• [Aim of the task] In the records below, please retype word for word every line from the one containing "In this exercise you will find the draft" through the final one, both included, and nothing else.

::::

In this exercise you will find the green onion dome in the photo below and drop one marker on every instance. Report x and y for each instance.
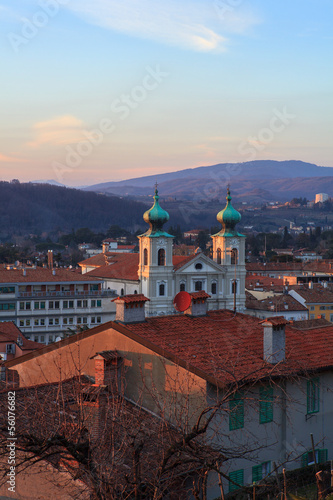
(229, 217)
(156, 217)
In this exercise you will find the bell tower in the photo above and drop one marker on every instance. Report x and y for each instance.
(229, 251)
(155, 263)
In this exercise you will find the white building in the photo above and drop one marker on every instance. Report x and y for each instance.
(160, 275)
(45, 303)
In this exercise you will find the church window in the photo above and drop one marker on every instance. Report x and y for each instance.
(218, 256)
(234, 256)
(161, 257)
(198, 286)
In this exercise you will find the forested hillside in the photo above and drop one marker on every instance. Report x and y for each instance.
(34, 208)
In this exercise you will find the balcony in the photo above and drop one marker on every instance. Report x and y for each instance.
(70, 294)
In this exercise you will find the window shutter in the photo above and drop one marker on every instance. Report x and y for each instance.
(322, 456)
(236, 412)
(238, 477)
(256, 473)
(265, 404)
(304, 459)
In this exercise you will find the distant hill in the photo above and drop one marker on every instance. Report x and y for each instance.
(34, 208)
(269, 179)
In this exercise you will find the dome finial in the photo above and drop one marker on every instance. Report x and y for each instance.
(228, 217)
(156, 216)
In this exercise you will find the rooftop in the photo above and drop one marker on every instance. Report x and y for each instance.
(42, 275)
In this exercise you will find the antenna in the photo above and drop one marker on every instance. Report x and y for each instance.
(182, 301)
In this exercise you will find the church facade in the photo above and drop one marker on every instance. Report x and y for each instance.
(160, 275)
(222, 277)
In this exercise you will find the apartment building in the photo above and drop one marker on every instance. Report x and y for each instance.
(48, 303)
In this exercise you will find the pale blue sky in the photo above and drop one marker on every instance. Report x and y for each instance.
(167, 85)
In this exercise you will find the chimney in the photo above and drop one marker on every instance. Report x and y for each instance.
(108, 370)
(274, 339)
(198, 305)
(50, 259)
(94, 404)
(130, 308)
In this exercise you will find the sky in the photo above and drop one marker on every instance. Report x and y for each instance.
(105, 90)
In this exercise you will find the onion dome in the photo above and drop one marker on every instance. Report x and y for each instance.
(156, 216)
(228, 218)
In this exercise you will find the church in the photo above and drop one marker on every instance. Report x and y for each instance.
(160, 275)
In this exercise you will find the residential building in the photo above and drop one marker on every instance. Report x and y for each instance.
(13, 343)
(45, 303)
(160, 275)
(185, 364)
(276, 305)
(316, 298)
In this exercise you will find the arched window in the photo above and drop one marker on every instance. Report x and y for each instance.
(198, 286)
(161, 257)
(218, 256)
(234, 256)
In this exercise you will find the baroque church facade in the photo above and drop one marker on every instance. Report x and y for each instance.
(161, 275)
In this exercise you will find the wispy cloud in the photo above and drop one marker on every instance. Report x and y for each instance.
(60, 130)
(11, 159)
(191, 24)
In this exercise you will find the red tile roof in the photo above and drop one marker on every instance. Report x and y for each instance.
(112, 265)
(277, 303)
(274, 321)
(134, 297)
(316, 295)
(41, 275)
(200, 295)
(225, 346)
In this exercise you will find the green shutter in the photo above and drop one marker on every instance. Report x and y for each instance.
(265, 404)
(313, 395)
(304, 459)
(256, 473)
(238, 477)
(322, 456)
(236, 412)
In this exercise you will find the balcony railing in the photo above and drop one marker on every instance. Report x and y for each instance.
(68, 293)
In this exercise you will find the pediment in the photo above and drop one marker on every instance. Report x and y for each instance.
(208, 266)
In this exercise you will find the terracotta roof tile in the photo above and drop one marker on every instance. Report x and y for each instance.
(112, 265)
(224, 345)
(200, 295)
(134, 297)
(274, 321)
(317, 295)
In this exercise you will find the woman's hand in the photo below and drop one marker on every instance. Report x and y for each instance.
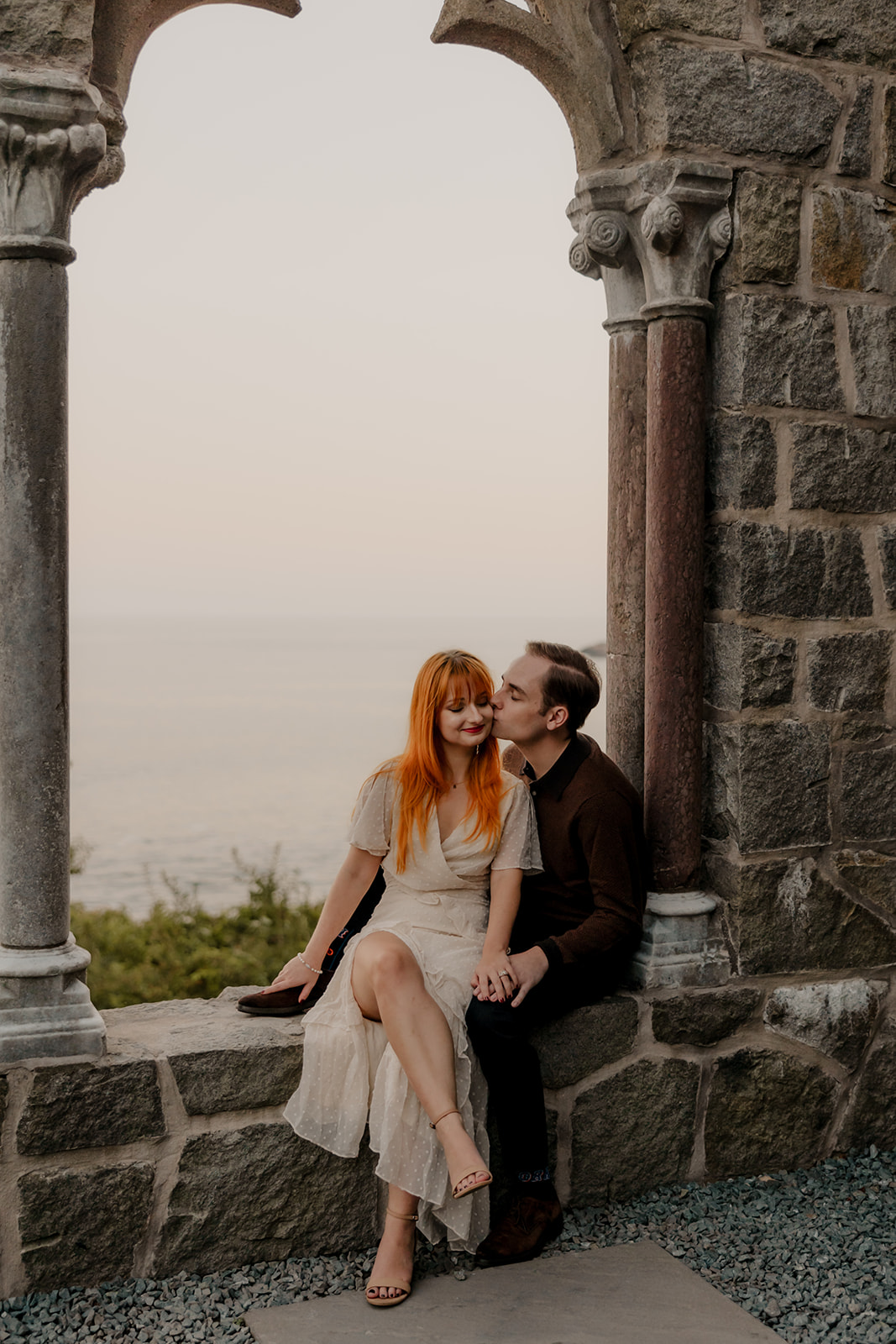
(493, 979)
(295, 974)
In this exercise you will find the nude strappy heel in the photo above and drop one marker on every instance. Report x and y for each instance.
(457, 1179)
(402, 1287)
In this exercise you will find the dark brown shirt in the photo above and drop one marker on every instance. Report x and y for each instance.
(589, 902)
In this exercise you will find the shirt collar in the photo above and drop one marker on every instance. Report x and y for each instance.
(555, 780)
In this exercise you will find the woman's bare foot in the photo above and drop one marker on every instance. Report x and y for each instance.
(394, 1263)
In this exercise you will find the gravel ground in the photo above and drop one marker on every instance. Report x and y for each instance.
(810, 1253)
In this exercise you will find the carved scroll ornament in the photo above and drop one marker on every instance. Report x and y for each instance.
(674, 219)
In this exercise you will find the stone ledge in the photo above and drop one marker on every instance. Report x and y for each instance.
(202, 1189)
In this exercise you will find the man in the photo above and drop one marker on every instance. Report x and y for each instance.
(579, 920)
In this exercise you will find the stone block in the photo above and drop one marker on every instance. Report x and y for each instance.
(694, 98)
(237, 1068)
(221, 1059)
(775, 353)
(741, 463)
(578, 1045)
(634, 1131)
(836, 30)
(836, 1018)
(703, 1018)
(768, 228)
(853, 241)
(842, 470)
(887, 551)
(873, 1116)
(53, 33)
(768, 786)
(81, 1227)
(114, 1101)
(768, 1112)
(855, 156)
(789, 917)
(872, 342)
(849, 671)
(889, 134)
(868, 796)
(806, 571)
(259, 1194)
(745, 667)
(872, 875)
(710, 18)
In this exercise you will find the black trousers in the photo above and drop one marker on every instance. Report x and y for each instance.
(500, 1037)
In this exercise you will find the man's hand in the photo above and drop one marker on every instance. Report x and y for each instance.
(528, 969)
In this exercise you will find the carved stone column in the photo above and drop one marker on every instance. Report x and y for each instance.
(50, 140)
(671, 221)
(606, 239)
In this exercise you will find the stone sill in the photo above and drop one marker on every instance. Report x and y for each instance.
(170, 1153)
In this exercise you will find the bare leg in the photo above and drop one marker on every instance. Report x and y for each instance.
(394, 1261)
(389, 987)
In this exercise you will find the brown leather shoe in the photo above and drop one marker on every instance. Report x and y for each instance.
(284, 1003)
(523, 1233)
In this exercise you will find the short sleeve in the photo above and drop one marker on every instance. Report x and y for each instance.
(519, 846)
(371, 824)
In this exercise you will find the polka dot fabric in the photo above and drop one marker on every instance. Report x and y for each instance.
(438, 907)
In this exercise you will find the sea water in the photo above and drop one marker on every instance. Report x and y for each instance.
(192, 739)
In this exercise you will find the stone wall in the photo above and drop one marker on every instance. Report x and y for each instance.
(170, 1153)
(799, 793)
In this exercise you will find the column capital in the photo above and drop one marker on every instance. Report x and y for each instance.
(653, 233)
(50, 140)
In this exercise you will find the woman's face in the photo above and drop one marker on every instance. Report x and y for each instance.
(465, 719)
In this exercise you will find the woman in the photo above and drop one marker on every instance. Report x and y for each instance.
(453, 833)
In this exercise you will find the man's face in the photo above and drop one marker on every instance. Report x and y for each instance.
(517, 703)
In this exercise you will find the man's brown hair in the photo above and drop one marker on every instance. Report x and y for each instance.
(573, 680)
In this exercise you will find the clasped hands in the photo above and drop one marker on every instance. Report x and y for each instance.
(497, 978)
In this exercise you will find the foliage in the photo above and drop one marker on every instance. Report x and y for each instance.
(184, 952)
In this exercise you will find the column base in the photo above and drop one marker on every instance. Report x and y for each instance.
(45, 1005)
(679, 947)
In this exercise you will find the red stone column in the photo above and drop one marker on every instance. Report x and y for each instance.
(626, 548)
(673, 596)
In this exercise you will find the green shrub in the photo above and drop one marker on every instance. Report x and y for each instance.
(184, 952)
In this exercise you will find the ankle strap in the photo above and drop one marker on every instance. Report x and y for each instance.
(439, 1119)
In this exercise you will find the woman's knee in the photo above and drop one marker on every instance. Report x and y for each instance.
(385, 960)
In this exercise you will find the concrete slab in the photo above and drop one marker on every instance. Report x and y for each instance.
(622, 1294)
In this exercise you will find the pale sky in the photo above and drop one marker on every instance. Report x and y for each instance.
(327, 349)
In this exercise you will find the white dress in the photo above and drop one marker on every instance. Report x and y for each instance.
(438, 906)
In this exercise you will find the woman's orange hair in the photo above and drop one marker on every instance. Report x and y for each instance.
(421, 772)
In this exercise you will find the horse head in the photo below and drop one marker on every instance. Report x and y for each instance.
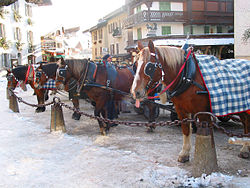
(62, 75)
(148, 71)
(11, 79)
(43, 73)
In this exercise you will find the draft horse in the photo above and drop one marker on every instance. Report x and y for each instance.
(102, 84)
(167, 64)
(24, 74)
(47, 72)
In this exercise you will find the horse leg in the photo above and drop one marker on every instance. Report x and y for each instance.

::::

• [Completed task]
In this exercise you will find the draft horse in the photo above and drop one marker on every instance. Report x and y for each instance.
(102, 84)
(167, 64)
(24, 74)
(47, 72)
In this exercise you will find the horse leg in the photo above and drop one marker on every instance. Report x and y for each instance.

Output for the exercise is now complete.